### Exercise details
Format all the rows below as a JSON list of strings, one string per line, leaving out blank lines.

################

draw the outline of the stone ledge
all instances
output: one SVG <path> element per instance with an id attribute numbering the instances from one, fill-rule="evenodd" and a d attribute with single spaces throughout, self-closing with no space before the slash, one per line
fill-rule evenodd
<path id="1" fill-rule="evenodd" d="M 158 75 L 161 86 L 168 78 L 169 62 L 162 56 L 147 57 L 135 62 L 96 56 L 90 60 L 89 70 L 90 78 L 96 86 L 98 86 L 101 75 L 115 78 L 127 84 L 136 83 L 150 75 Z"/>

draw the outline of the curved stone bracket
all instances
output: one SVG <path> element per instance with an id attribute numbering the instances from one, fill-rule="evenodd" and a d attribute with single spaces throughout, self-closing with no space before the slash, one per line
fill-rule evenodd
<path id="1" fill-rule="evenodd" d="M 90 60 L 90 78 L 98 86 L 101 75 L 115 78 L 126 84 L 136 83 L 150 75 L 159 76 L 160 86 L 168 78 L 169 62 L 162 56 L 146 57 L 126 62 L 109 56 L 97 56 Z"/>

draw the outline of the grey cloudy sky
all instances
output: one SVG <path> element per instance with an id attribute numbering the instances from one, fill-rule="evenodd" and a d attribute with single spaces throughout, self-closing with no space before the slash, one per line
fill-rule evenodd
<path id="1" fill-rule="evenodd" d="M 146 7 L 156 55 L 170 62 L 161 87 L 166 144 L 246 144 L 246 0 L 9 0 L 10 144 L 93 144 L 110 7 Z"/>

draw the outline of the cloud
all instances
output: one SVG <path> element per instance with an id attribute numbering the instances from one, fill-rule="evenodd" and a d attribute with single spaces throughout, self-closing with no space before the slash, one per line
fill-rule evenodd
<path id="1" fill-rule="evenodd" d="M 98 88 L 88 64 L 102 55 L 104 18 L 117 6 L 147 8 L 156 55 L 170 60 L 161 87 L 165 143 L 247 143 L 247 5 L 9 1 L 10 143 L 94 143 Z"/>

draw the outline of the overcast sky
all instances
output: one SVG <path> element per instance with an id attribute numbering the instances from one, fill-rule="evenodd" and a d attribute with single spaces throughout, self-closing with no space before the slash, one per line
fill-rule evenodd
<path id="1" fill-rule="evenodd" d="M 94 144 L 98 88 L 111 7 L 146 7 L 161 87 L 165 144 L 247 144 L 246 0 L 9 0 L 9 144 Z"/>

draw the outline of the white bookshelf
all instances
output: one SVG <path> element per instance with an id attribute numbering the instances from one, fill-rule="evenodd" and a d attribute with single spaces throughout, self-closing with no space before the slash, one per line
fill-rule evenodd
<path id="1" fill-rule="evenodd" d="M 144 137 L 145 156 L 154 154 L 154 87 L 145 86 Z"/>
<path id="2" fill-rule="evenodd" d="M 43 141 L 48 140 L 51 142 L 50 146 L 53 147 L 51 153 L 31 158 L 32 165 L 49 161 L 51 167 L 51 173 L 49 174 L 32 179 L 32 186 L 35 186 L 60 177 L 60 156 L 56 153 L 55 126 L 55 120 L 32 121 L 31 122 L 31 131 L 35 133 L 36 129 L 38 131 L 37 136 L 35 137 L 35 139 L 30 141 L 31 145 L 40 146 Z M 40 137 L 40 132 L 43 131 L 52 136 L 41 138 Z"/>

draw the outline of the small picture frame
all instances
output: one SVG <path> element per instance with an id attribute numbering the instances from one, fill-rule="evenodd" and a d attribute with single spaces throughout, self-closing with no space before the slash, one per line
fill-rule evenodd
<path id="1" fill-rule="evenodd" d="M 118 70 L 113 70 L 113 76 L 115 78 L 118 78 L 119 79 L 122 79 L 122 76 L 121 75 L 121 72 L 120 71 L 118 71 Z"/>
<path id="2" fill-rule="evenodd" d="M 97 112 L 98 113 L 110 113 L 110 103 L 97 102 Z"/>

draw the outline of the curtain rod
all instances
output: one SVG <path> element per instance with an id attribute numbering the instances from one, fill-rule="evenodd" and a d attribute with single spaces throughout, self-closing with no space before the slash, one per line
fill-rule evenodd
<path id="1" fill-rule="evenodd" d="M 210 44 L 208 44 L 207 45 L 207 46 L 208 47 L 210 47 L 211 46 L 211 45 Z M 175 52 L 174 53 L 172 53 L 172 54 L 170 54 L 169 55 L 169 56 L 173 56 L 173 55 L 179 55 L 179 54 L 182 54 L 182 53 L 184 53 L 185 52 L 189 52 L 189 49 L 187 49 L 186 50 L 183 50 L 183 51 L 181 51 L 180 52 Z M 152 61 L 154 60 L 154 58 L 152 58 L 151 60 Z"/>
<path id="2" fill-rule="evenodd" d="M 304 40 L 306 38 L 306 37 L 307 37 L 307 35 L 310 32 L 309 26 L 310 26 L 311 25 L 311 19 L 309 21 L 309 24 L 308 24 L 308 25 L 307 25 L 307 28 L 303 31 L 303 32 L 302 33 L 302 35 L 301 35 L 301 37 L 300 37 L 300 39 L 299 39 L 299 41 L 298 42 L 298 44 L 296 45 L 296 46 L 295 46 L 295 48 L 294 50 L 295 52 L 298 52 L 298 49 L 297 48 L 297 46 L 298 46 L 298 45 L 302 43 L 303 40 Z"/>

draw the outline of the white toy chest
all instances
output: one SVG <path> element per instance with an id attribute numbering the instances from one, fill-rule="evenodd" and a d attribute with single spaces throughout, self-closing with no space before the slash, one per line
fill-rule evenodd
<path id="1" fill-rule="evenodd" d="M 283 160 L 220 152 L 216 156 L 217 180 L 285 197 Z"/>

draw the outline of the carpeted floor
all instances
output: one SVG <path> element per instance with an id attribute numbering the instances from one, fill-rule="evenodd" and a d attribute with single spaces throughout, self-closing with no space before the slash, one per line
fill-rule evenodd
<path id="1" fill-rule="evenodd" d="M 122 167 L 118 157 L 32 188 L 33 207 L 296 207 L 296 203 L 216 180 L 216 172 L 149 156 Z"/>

################

### Solution to this exercise
[
  "draw the outline of the stone ledge",
  "all instances",
  "output: one SVG <path> element per instance with an id attribute numbering the instances from one, fill-rule=\"evenodd\" and a d attribute with single spaces throughout, self-closing with no space before the slash, one per line",
  "fill-rule evenodd",
  "<path id=\"1\" fill-rule=\"evenodd\" d=\"M 158 75 L 161 86 L 168 78 L 169 62 L 162 56 L 147 57 L 135 62 L 96 56 L 90 60 L 89 70 L 90 78 L 96 86 L 98 86 L 101 75 L 115 78 L 127 84 L 136 83 L 150 75 Z\"/>",
  "draw the outline of the curved stone bracket",
  "all instances",
  "output: one SVG <path> element per instance with an id attribute numbering the instances from one, fill-rule=\"evenodd\" and a d attribute with single spaces throughout, self-closing with no space before the slash, one per line",
  "fill-rule evenodd",
  "<path id=\"1\" fill-rule=\"evenodd\" d=\"M 90 60 L 90 78 L 98 86 L 101 75 L 115 78 L 126 84 L 136 83 L 150 75 L 159 76 L 160 86 L 168 78 L 169 62 L 162 56 L 146 57 L 126 62 L 109 56 L 97 56 Z\"/>",
  "draw the outline of the grey cloudy sky",
  "all instances",
  "output: one SVG <path> element per instance with an id attribute numbering the instances from one, fill-rule=\"evenodd\" and a d attribute with single spaces throughout, self-closing with no space before the slash, one per line",
  "fill-rule evenodd",
  "<path id=\"1\" fill-rule=\"evenodd\" d=\"M 146 7 L 156 55 L 170 62 L 161 87 L 166 144 L 246 144 L 246 0 L 9 0 L 10 144 L 93 144 L 110 7 Z\"/>",
  "draw the outline of the cloud",
  "all instances",
  "output: one SVG <path> element per instance with an id attribute numbering the instances from one, fill-rule=\"evenodd\" and a d attribute with single spaces throughout, self-closing with no space before the slash, one per line",
  "fill-rule evenodd",
  "<path id=\"1\" fill-rule=\"evenodd\" d=\"M 98 88 L 88 64 L 102 55 L 104 18 L 117 6 L 147 8 L 156 55 L 170 60 L 161 87 L 165 143 L 247 143 L 247 5 L 9 1 L 10 143 L 94 143 Z\"/>",
  "draw the outline of the overcast sky",
  "all instances",
  "output: one SVG <path> element per instance with an id attribute numbering the instances from one, fill-rule=\"evenodd\" and a d attribute with single spaces throughout, self-closing with no space before the slash, one per line",
  "fill-rule evenodd",
  "<path id=\"1\" fill-rule=\"evenodd\" d=\"M 94 144 L 98 88 L 111 7 L 146 7 L 161 87 L 165 144 L 247 144 L 246 0 L 9 0 L 9 144 Z\"/>",
  "draw the outline of the white bookshelf",
  "all instances",
  "output: one SVG <path> element per instance with an id attribute numbering the instances from one, fill-rule=\"evenodd\" and a d attribute with single spaces throughout, self-closing with no space before the slash, one per line",
  "fill-rule evenodd",
  "<path id=\"1\" fill-rule=\"evenodd\" d=\"M 144 137 L 145 156 L 154 154 L 154 87 L 145 86 Z\"/>",
  "<path id=\"2\" fill-rule=\"evenodd\" d=\"M 43 141 L 48 140 L 51 142 L 50 146 L 53 147 L 51 153 L 31 158 L 32 165 L 49 161 L 51 167 L 51 173 L 49 174 L 32 179 L 32 186 L 35 186 L 60 177 L 60 156 L 56 153 L 55 126 L 55 120 L 32 121 L 31 122 L 31 131 L 35 133 L 36 129 L 38 131 L 37 136 L 35 137 L 35 139 L 30 141 L 31 145 L 40 146 Z M 40 137 L 40 132 L 43 131 L 52 136 L 41 138 Z\"/>",
  "draw the outline of the small picture frame",
  "all instances",
  "output: one SVG <path> element per instance with an id attribute numbering the instances from one, fill-rule=\"evenodd\" and a d attribute with single spaces throughout, self-closing with no space before the slash, one per line",
  "fill-rule evenodd",
  "<path id=\"1\" fill-rule=\"evenodd\" d=\"M 118 70 L 113 70 L 113 76 L 115 78 L 118 78 L 119 79 L 122 79 L 122 76 L 121 75 L 121 72 L 120 71 L 118 71 Z\"/>",
  "<path id=\"2\" fill-rule=\"evenodd\" d=\"M 97 112 L 98 113 L 110 113 L 110 103 L 97 102 Z\"/>",
  "draw the outline of the curtain rod",
  "all instances",
  "output: one SVG <path> element per instance with an id attribute numbering the instances from one, fill-rule=\"evenodd\" and a d attribute with single spaces throughout, self-closing with no space before the slash, one per line",
  "fill-rule evenodd",
  "<path id=\"1\" fill-rule=\"evenodd\" d=\"M 210 44 L 208 44 L 207 45 L 207 46 L 208 47 L 210 47 L 211 46 L 211 45 Z M 175 52 L 174 53 L 172 53 L 172 54 L 170 54 L 169 55 L 169 56 L 173 56 L 173 55 L 179 55 L 179 54 L 182 54 L 182 53 L 184 53 L 185 52 L 189 52 L 189 49 L 187 49 L 186 50 L 183 50 L 183 51 L 181 51 L 180 52 Z M 152 61 L 154 60 L 154 58 L 152 58 L 151 60 Z\"/>",
  "<path id=\"2\" fill-rule=\"evenodd\" d=\"M 304 40 L 306 38 L 306 37 L 307 37 L 307 35 L 310 32 L 309 26 L 310 26 L 311 25 L 311 19 L 309 21 L 309 24 L 308 24 L 308 25 L 307 25 L 307 28 L 303 31 L 303 32 L 302 33 L 302 35 L 301 35 L 301 37 L 300 37 L 300 39 L 299 39 L 299 41 L 298 42 L 298 44 L 296 45 L 296 46 L 295 46 L 295 48 L 294 50 L 295 52 L 298 52 L 298 49 L 297 48 L 297 46 L 298 46 L 298 45 L 302 43 L 303 40 Z\"/>",
  "draw the outline of the white toy chest",
  "all instances",
  "output: one SVG <path> element per instance with an id attribute numbering the instances from one, fill-rule=\"evenodd\" and a d attribute with single spaces throughout, self-closing with no space before the slash, one per line",
  "fill-rule evenodd",
  "<path id=\"1\" fill-rule=\"evenodd\" d=\"M 283 160 L 220 152 L 216 156 L 217 180 L 285 197 Z\"/>",
  "draw the outline of the carpeted floor",
  "all instances",
  "output: one SVG <path> element per instance with an id attribute numbering the instances from one, fill-rule=\"evenodd\" and a d attribute with single spaces throughout, self-closing with no space before the slash, one per line",
  "fill-rule evenodd",
  "<path id=\"1\" fill-rule=\"evenodd\" d=\"M 122 167 L 118 157 L 32 188 L 33 207 L 296 207 L 296 203 L 216 180 L 216 172 L 149 156 Z\"/>"
]